Start

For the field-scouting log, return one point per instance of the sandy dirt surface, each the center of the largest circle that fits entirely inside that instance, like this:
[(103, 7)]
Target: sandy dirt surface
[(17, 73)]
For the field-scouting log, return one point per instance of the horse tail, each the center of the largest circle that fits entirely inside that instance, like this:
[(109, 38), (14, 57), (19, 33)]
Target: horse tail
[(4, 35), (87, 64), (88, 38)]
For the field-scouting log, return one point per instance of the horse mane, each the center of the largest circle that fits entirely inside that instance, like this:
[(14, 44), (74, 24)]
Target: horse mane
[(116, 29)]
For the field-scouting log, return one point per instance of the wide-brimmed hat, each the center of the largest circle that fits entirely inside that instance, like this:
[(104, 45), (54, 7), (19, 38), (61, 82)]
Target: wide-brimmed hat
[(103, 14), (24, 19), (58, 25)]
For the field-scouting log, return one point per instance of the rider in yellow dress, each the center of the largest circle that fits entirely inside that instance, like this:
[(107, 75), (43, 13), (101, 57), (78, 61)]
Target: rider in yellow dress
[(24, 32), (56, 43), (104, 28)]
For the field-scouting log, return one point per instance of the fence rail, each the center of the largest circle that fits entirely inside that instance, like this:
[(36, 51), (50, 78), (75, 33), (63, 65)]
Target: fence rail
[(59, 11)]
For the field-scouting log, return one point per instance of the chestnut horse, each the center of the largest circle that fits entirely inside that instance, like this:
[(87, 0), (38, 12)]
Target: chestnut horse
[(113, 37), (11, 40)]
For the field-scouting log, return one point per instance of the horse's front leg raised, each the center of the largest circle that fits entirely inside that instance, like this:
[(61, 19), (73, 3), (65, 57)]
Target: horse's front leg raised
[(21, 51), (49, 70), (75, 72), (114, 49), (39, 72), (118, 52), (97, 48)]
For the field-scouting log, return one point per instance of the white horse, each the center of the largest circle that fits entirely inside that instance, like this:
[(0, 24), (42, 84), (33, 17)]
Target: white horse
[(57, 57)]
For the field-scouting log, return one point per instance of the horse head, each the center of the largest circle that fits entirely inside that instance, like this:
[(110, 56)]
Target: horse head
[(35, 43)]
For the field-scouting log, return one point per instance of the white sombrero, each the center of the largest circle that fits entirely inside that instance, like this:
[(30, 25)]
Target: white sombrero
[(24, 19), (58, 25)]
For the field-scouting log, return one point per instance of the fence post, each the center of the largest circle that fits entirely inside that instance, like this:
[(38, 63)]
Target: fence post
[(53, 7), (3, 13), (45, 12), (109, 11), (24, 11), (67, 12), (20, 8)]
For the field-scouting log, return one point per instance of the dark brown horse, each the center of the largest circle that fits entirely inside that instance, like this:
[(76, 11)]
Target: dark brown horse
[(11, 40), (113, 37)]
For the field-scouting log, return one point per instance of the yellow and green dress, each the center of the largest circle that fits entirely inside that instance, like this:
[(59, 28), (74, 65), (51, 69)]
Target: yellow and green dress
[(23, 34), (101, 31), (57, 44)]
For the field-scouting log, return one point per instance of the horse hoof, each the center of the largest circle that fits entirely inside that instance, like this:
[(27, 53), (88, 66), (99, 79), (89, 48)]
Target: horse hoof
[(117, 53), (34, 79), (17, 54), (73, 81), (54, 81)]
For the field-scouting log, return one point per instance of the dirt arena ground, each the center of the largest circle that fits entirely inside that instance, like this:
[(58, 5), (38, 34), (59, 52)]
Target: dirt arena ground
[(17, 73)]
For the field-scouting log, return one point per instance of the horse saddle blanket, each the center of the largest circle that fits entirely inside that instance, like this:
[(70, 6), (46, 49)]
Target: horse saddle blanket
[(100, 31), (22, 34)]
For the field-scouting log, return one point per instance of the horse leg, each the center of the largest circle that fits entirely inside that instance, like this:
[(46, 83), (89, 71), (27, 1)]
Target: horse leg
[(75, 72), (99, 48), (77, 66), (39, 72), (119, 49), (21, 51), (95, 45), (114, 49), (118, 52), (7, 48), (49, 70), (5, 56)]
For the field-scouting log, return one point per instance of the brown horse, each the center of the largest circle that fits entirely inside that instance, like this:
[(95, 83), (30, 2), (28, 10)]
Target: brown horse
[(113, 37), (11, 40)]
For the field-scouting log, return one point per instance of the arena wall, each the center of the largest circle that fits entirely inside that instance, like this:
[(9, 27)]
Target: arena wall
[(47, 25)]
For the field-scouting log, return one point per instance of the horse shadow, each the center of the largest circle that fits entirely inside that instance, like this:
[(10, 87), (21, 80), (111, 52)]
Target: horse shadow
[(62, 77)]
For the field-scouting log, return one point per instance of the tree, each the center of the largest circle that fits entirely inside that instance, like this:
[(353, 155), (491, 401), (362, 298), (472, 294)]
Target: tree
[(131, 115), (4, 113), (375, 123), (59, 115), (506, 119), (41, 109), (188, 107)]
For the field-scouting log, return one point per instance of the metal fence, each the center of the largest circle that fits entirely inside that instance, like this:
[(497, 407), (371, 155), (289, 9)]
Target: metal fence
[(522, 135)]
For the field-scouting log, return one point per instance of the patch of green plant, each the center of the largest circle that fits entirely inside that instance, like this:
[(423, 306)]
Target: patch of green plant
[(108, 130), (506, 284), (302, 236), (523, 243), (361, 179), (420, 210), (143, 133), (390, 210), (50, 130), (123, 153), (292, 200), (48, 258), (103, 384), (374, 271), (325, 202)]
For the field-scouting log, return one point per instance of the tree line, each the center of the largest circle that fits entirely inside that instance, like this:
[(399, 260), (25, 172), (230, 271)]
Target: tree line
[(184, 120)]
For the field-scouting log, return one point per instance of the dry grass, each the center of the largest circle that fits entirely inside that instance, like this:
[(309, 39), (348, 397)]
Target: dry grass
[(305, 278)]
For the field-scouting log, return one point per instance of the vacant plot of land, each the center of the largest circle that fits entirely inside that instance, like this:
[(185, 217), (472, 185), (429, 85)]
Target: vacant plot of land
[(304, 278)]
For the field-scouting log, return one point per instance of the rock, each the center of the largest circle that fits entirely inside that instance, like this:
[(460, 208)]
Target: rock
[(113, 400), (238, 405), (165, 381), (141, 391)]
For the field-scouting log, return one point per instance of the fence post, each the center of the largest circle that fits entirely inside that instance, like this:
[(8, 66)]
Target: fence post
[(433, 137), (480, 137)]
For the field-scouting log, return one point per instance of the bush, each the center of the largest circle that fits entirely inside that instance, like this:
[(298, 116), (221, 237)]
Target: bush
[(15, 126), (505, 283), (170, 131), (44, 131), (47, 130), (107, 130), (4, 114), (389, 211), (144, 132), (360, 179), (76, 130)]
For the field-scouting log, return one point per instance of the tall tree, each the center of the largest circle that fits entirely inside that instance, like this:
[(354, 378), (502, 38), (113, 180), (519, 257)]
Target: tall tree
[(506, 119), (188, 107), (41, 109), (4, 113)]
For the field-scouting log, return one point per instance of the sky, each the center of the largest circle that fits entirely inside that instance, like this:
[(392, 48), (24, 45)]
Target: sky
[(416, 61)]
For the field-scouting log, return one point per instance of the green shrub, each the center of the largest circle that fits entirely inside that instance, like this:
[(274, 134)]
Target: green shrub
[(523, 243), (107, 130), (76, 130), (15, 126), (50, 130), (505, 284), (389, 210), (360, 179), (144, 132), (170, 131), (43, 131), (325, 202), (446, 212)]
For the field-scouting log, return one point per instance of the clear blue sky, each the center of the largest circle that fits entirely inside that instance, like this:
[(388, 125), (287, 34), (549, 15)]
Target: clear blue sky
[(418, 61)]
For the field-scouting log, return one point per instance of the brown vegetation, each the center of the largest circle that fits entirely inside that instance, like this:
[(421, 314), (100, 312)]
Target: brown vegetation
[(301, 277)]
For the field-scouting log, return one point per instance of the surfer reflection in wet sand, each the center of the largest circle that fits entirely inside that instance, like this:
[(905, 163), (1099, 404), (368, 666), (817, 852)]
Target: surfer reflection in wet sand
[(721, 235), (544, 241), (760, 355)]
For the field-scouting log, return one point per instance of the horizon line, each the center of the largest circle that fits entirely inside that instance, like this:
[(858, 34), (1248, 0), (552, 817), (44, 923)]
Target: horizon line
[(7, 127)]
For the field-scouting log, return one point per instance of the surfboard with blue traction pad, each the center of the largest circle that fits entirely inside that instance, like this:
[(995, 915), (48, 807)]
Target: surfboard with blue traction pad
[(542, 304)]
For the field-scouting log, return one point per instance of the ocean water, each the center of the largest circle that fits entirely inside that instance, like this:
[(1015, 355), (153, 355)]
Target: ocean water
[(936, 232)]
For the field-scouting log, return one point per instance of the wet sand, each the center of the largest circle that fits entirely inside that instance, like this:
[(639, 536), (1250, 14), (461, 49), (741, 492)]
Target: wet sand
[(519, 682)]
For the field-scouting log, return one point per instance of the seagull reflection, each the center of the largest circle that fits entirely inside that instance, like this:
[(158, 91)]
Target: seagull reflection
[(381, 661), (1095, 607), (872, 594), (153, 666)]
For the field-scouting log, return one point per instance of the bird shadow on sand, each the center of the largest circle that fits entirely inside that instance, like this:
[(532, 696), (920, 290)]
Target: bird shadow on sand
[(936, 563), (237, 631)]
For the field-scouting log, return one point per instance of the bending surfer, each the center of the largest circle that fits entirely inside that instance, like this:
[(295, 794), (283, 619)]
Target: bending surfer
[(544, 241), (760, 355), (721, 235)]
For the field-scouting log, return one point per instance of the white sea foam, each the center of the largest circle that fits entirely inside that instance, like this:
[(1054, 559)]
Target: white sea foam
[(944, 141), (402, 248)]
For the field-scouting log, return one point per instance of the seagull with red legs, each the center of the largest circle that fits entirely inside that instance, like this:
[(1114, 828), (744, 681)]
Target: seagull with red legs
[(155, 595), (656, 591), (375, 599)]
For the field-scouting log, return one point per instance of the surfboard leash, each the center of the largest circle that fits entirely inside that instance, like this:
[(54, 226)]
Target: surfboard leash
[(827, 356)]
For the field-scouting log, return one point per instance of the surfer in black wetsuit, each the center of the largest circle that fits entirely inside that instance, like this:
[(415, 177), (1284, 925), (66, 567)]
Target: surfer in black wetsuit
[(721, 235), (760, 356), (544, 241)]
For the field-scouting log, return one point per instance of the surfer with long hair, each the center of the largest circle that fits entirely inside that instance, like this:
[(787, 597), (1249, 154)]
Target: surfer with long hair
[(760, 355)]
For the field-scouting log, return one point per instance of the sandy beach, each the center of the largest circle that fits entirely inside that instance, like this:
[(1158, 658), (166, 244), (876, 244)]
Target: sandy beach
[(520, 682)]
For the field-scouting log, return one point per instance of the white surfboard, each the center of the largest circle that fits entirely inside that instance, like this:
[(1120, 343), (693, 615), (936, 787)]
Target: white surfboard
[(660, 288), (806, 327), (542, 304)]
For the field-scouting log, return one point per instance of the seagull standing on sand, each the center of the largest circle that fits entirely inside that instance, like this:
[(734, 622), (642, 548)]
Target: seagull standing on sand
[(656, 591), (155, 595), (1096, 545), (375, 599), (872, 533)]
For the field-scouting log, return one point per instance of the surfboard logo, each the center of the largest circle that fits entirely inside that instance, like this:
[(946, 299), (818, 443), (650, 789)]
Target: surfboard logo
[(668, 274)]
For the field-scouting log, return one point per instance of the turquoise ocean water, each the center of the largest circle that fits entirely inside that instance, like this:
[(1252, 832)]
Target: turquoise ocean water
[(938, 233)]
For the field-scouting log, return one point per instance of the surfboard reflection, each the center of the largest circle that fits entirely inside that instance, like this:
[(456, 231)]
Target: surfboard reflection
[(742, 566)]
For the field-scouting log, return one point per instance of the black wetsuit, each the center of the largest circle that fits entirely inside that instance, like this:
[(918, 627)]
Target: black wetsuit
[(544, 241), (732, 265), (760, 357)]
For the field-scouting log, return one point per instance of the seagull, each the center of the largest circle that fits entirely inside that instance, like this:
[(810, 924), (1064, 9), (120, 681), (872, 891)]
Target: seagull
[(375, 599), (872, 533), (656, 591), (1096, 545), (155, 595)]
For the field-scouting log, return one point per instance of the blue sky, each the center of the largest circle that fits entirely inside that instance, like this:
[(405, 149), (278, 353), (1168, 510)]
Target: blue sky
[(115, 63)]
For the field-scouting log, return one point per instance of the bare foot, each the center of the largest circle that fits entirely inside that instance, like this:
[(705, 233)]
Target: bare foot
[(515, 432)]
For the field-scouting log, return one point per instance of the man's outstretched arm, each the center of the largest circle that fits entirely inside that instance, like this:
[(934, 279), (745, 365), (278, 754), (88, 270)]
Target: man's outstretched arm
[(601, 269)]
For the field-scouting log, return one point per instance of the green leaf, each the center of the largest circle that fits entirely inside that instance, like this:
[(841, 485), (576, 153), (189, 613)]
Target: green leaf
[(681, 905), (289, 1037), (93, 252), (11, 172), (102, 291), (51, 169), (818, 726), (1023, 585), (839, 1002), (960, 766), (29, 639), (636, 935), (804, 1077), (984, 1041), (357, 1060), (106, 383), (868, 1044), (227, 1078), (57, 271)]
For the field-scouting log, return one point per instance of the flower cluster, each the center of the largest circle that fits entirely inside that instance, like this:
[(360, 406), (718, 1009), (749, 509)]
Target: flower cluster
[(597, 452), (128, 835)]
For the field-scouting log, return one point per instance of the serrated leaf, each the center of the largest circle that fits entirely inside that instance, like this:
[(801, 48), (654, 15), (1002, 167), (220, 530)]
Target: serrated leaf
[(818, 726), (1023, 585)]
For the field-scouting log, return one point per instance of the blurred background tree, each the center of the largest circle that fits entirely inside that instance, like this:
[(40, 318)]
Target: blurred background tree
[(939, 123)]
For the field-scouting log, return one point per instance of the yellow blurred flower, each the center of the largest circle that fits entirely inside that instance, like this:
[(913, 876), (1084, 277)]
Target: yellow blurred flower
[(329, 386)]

End

## Request
Print everything from the line containing "horse head, each" down to the line containing "[(11, 40), (113, 37)]", both included, reproducing each line unchanged.

## Answer in full
For the field-scouting log, return one point per instance of the horse head, each the center of the largest circle that fits entirely inside that instance, like this:
[(110, 56)]
Target: horse head
[(35, 43)]
For the field-scouting log, return one point per instance of the white sombrero, each the center of the largest circle that fits entirely inside that instance, like this:
[(30, 25)]
Target: white sombrero
[(24, 19), (58, 25)]
For the field-scouting log, return one point per instance of the fence post, each the center of the largest circle that fits entirely inside that instance, like this:
[(38, 63)]
Target: fence post
[(53, 7), (3, 13), (45, 12), (109, 11), (24, 11), (67, 12), (20, 8)]
For the field-scouting log, return one point per instance of the dark brown horse, each the center of the largest circle that fits entirely inside that instance, like this:
[(76, 11)]
Target: dark brown horse
[(11, 40), (113, 37)]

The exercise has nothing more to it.